**Written request:** Reproduce the following data without any changes, from the line containing "Labeling round 2. The target category is dark" down through the line containing "[182,368,256,493]", including both of those lines.

[Items from a labeling collection]
★ ★ ★ ★

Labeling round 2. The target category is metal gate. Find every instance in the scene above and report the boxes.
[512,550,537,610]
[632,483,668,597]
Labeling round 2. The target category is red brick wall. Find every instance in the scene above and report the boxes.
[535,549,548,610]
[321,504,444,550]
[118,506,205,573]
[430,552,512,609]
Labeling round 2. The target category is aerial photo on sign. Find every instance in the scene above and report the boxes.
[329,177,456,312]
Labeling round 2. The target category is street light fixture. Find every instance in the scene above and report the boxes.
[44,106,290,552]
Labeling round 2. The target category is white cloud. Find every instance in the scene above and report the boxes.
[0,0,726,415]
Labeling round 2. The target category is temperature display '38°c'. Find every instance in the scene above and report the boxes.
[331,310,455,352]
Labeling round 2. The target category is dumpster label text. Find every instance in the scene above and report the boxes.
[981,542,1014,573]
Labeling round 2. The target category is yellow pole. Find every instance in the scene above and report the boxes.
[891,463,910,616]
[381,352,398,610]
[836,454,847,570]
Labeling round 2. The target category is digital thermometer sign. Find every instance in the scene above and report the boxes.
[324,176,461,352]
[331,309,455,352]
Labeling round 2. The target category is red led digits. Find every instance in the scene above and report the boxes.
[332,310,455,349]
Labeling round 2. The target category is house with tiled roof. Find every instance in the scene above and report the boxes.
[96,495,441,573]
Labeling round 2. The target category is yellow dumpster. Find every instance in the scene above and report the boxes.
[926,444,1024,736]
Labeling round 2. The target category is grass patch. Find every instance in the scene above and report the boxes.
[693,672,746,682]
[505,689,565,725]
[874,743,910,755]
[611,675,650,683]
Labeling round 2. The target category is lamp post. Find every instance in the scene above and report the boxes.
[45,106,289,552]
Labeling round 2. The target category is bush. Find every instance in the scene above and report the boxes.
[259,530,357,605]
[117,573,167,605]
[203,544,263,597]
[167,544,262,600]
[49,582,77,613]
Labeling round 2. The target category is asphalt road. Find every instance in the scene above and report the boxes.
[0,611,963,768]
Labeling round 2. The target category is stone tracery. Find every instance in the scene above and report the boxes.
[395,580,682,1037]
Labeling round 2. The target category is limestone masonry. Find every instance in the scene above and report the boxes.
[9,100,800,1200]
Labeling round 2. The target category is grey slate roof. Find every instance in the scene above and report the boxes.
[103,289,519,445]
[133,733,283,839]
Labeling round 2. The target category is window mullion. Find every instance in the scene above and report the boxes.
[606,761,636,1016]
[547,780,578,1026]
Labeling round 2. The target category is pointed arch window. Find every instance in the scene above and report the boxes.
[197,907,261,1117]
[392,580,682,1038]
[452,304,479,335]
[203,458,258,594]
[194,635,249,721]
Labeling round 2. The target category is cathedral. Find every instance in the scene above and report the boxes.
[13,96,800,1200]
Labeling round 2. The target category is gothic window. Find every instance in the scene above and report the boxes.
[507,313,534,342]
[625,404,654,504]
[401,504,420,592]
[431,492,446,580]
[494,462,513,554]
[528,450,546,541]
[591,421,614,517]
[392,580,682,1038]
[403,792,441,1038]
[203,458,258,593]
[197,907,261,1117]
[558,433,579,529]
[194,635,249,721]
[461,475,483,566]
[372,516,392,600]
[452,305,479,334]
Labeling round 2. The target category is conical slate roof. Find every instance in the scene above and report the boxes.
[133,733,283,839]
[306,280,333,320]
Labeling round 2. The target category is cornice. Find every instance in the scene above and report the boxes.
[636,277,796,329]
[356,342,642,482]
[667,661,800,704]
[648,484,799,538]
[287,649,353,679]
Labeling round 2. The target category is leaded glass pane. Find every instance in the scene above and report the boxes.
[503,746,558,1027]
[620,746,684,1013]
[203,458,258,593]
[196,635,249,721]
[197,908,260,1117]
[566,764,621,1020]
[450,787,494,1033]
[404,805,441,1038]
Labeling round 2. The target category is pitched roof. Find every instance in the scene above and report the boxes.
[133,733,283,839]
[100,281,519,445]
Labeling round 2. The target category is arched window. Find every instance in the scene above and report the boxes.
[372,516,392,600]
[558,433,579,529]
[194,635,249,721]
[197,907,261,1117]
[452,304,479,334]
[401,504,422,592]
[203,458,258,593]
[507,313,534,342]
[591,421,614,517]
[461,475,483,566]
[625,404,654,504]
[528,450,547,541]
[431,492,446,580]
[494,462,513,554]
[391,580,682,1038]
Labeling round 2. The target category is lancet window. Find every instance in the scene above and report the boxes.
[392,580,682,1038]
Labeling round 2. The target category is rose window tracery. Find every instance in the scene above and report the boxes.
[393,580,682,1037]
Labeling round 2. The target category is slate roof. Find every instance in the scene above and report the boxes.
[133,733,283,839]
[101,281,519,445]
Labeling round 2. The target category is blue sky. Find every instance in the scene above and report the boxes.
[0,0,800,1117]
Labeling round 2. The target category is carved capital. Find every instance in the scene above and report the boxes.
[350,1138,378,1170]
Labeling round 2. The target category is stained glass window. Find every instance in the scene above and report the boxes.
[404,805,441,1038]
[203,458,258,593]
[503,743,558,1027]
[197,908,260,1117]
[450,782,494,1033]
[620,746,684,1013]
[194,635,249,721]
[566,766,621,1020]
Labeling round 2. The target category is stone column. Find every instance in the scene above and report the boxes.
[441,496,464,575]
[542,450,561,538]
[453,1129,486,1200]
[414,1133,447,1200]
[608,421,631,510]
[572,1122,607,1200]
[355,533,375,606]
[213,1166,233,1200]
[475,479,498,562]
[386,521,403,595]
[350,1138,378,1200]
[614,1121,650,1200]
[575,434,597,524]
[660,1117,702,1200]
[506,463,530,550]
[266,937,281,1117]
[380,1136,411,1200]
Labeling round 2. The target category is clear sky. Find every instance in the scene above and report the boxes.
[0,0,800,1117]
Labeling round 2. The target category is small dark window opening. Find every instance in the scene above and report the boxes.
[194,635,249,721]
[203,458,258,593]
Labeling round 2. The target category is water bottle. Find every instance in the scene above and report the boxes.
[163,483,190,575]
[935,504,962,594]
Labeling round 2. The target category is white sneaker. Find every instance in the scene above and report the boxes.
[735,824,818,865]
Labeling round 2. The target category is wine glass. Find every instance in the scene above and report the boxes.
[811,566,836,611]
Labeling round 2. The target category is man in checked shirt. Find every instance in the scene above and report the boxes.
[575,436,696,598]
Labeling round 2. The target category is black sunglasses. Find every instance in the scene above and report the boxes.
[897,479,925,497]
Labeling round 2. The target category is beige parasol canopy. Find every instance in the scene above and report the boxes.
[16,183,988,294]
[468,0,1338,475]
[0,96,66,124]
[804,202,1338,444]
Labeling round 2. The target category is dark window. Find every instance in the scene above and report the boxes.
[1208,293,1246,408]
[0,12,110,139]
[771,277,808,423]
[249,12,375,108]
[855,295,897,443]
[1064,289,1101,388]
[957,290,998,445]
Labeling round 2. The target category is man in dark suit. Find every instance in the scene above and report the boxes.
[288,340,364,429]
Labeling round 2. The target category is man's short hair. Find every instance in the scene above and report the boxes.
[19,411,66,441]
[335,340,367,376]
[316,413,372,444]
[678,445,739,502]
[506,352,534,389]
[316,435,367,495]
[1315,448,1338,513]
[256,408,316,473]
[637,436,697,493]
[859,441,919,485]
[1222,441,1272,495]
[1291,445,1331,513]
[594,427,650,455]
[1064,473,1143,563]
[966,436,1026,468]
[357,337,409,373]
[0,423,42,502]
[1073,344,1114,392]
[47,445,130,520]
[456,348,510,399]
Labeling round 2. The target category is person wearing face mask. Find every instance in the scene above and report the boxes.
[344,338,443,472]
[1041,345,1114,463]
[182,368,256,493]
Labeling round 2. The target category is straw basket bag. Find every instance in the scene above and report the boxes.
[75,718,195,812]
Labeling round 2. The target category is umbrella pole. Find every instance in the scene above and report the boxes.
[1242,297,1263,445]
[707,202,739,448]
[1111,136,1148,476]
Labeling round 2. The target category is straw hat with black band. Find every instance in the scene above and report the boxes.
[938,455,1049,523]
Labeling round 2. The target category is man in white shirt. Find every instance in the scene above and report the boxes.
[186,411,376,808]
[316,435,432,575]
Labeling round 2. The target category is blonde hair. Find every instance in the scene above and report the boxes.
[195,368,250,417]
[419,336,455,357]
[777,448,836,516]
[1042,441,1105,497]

★ ★ ★ ★

**Expected answer:**
Labeling round 2. The target category is dark window. Find every instance in the scene above and report the boxes.
[1208,293,1246,408]
[0,12,110,139]
[771,277,808,423]
[249,12,375,108]
[855,295,897,443]
[1064,289,1101,388]
[957,290,998,445]
Labeling round 2. The target category is man in dark suit. Find every instance in the scene above and report the boxes.
[288,340,364,429]
Labeling round 2. The target category is man's short hair. Find every instance in the scene above and report the boxes.
[19,411,66,441]
[335,340,367,376]
[316,413,372,444]
[678,445,739,502]
[506,352,534,389]
[316,435,367,495]
[1315,448,1338,513]
[256,408,316,473]
[637,436,697,493]
[859,441,919,485]
[1222,441,1272,495]
[1291,445,1331,513]
[594,427,650,455]
[1064,473,1143,563]
[966,436,1026,468]
[357,337,409,373]
[0,423,42,502]
[1073,344,1114,392]
[47,445,130,520]
[456,348,510,399]
Labeling round 2. The target category is person wearing face mask. Find every instance in the scene above and report the boxes.
[344,338,443,472]
[1041,345,1114,463]
[182,368,256,493]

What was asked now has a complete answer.